╭─ Input rows

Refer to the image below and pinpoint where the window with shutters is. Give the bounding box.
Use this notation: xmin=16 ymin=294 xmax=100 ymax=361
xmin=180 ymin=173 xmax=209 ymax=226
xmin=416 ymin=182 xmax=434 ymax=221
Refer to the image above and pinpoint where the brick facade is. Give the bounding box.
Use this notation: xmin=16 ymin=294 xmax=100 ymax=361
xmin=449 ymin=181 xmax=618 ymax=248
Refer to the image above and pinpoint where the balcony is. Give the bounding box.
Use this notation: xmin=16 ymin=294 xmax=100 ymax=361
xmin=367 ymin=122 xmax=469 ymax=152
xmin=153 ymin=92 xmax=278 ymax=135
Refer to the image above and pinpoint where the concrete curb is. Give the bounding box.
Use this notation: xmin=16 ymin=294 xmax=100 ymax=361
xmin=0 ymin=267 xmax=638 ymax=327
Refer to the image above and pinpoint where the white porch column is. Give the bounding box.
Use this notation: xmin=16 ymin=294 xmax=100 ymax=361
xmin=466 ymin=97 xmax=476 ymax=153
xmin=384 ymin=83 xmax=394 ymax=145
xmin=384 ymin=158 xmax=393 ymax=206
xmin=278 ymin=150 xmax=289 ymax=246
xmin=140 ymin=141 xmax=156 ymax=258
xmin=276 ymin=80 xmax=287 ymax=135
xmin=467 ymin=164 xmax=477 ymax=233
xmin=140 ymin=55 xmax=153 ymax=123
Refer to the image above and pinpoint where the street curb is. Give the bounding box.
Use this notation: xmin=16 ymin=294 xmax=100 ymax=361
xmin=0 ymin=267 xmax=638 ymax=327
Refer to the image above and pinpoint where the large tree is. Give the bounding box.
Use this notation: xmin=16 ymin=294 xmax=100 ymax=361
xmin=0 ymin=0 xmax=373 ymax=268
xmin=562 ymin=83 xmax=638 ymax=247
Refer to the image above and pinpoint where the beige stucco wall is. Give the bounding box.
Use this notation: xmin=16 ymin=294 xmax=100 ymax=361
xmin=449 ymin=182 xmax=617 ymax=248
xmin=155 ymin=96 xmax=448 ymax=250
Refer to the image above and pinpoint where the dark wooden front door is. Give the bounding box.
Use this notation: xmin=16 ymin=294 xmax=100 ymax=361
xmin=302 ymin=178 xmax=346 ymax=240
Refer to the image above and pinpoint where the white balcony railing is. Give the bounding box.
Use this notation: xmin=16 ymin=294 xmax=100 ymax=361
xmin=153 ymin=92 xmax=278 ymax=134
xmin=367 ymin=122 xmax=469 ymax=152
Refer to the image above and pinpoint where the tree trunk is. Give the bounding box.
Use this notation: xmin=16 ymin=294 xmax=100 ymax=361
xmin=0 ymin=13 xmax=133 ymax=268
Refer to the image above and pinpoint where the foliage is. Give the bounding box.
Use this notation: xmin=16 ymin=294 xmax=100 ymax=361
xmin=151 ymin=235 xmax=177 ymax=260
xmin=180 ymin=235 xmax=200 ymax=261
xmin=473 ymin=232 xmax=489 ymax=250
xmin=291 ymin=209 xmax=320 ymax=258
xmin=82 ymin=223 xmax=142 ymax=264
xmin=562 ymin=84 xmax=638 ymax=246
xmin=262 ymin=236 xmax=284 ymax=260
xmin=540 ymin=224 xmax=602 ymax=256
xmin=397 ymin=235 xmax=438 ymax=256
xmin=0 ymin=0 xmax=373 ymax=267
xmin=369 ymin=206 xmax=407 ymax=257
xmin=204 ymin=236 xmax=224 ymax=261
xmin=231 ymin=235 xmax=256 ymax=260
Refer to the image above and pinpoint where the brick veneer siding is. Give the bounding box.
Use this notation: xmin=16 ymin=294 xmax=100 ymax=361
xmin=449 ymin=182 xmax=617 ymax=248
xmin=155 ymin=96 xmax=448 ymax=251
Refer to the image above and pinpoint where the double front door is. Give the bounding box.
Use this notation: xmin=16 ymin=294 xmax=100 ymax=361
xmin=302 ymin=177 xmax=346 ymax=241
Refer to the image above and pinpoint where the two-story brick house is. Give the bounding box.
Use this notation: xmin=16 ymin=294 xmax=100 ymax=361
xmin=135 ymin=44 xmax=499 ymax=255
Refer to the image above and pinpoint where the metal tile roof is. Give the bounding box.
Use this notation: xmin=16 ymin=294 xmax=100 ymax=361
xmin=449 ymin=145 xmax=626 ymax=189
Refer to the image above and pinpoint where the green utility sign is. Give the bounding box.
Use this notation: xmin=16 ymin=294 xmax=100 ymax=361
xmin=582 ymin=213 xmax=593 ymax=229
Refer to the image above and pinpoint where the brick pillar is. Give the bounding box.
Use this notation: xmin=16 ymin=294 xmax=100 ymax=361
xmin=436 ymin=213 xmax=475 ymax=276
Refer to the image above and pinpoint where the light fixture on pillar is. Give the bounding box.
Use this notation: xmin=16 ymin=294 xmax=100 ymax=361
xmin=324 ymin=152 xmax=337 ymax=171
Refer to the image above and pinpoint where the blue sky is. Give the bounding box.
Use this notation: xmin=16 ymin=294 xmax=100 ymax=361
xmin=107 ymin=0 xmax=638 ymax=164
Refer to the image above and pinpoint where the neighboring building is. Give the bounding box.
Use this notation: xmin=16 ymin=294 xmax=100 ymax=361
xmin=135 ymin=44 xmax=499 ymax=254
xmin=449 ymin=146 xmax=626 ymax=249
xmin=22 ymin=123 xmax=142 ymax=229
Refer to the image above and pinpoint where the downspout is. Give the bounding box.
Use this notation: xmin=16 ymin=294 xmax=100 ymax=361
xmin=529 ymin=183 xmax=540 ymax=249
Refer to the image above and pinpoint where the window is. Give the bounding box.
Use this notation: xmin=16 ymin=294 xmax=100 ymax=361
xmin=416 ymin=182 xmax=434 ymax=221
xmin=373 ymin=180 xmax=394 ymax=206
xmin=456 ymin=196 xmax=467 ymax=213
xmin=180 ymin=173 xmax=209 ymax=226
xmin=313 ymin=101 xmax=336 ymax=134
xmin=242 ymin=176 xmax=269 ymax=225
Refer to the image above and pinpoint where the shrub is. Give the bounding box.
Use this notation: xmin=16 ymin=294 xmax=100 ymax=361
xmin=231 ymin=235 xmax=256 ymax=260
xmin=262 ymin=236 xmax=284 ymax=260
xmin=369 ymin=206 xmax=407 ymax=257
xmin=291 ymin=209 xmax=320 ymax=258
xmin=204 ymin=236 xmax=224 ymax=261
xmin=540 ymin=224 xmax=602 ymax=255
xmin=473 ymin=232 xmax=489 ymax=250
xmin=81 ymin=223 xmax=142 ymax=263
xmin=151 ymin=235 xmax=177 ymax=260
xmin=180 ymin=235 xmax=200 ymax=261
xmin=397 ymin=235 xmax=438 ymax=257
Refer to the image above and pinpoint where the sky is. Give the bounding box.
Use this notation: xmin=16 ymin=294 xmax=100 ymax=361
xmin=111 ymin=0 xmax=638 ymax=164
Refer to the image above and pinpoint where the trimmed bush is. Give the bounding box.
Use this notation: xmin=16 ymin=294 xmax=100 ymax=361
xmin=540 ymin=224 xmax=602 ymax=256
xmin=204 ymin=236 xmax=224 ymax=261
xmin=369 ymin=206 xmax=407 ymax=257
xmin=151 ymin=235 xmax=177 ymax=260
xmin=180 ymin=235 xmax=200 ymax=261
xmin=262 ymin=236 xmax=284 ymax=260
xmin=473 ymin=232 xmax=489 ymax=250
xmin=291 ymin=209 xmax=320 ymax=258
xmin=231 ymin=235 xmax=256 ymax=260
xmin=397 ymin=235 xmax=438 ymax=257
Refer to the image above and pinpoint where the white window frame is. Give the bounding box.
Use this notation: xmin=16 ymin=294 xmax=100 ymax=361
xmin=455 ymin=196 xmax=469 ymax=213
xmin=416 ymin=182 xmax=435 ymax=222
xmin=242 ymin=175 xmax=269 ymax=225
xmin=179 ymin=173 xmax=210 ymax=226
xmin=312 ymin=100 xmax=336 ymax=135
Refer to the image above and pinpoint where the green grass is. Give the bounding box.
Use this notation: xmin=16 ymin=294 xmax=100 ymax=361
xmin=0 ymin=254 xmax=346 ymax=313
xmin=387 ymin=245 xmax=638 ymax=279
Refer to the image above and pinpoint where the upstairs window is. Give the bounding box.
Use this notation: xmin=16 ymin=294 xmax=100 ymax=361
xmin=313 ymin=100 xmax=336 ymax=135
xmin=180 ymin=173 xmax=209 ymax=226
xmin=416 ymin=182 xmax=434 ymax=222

╰─

_Problem description_:
Rewrite the records above, starting with the line that contains "Refer to the image above and pinpoint where the white balcony" and ending with the line that contains "xmin=582 ymin=213 xmax=593 ymax=229". Replace "foliage" with "greenery" and leave everything else unchanged.

_The result_:
Refer to the image above and pinpoint where the white balcony railing is. Give the bounding box.
Use this notation: xmin=16 ymin=294 xmax=100 ymax=361
xmin=153 ymin=92 xmax=278 ymax=134
xmin=367 ymin=122 xmax=469 ymax=152
Refer to the image above and pinpoint where the tree trunk is. Give the bounding box.
Use this notation: xmin=16 ymin=294 xmax=100 ymax=361
xmin=0 ymin=13 xmax=133 ymax=268
Refer to the image above and pinpoint where the greenery is. Give the bounding box.
Use this notation: xmin=16 ymin=294 xmax=100 ymax=361
xmin=151 ymin=235 xmax=177 ymax=260
xmin=180 ymin=235 xmax=200 ymax=261
xmin=473 ymin=232 xmax=489 ymax=250
xmin=291 ymin=209 xmax=320 ymax=258
xmin=82 ymin=223 xmax=142 ymax=264
xmin=562 ymin=84 xmax=638 ymax=246
xmin=262 ymin=236 xmax=284 ymax=260
xmin=540 ymin=224 xmax=602 ymax=256
xmin=397 ymin=235 xmax=438 ymax=256
xmin=0 ymin=0 xmax=373 ymax=267
xmin=369 ymin=206 xmax=407 ymax=257
xmin=204 ymin=236 xmax=224 ymax=261
xmin=231 ymin=235 xmax=256 ymax=260
Refer to the image above and pinpoint where the brick veneer siding is. Give the bounding box.
Use this notation: xmin=16 ymin=294 xmax=100 ymax=361
xmin=449 ymin=182 xmax=617 ymax=248
xmin=155 ymin=96 xmax=448 ymax=251
Refer to the image above and pinpoint where the double front door is. Give the bounding box.
Use this notation: xmin=16 ymin=294 xmax=100 ymax=361
xmin=302 ymin=177 xmax=346 ymax=241
Refer to the image above and pinpoint where the two-story brick house is. Give the bounding box.
Use this notation: xmin=16 ymin=294 xmax=100 ymax=361
xmin=135 ymin=44 xmax=499 ymax=255
Refer to the image above and pinpoint where the metal tile roof is. Give the bounding box.
Use this notation: xmin=16 ymin=294 xmax=100 ymax=361
xmin=449 ymin=145 xmax=626 ymax=189
Refer to the image above and pinpoint where the green utility sign is. Give the bounding box.
Use this notation: xmin=16 ymin=294 xmax=100 ymax=361
xmin=582 ymin=213 xmax=593 ymax=229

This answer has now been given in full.